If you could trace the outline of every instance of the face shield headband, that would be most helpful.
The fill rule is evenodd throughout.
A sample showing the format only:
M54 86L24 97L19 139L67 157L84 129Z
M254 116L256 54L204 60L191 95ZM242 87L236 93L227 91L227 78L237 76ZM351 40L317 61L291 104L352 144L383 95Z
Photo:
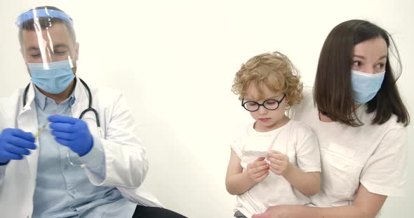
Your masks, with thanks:
M65 13L60 10L51 10L48 8L35 9L25 12L18 17L15 22L16 25L22 27L22 24L27 20L34 19L34 17L51 17L58 18L67 22L73 26L73 20Z

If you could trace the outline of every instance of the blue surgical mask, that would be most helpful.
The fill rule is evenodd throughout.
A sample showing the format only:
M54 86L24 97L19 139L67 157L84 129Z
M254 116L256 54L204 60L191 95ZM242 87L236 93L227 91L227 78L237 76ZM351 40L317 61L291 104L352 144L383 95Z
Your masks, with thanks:
M378 73L366 73L352 70L351 71L351 85L354 100L358 103L370 101L378 92L385 71Z
M51 63L27 63L32 82L51 94L65 91L74 78L69 60Z

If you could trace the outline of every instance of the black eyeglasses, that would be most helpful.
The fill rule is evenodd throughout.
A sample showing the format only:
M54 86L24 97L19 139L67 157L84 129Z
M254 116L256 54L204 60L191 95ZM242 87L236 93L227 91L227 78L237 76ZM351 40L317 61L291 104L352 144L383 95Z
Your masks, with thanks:
M265 108L267 110L274 110L279 108L279 106L280 105L281 103L282 103L282 101L285 99L286 96L286 94L283 94L283 96L279 101L277 101L276 99L267 99L267 100L263 101L262 103L257 103L255 101L248 101L244 102L244 99L243 99L243 100L241 100L241 106L243 106L243 108L244 108L244 109L246 109L250 112L253 112L253 111L256 111L256 110L259 110L260 106L263 106L263 108Z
= = = =
What this task involves: Pull out everything from the line containing "eyeglasses, that would be most helpful." down to the end of the rows, and reproduce each of those lines unchanged.

Right answer:
If you could trace the outline of every instance of the black eyeglasses, that would be most helpful.
The fill rule is evenodd throughout.
A sample showing the format only:
M54 86L24 97L19 139L67 157L84 129Z
M254 116L256 54L204 60L191 95ZM242 87L236 93L227 91L227 78L237 76ZM351 40L317 61L291 104L352 144L383 95Z
Your masks, with thanks:
M265 108L267 110L274 110L279 108L279 106L280 105L281 103L282 103L282 101L285 99L286 96L286 94L283 94L283 96L279 101L277 101L276 99L267 99L267 100L263 101L262 103L257 103L255 101L248 101L244 102L244 99L243 99L243 100L241 100L241 106L243 106L243 108L244 108L244 109L246 109L250 112L253 112L253 111L256 111L256 110L259 110L260 106L263 106L263 108Z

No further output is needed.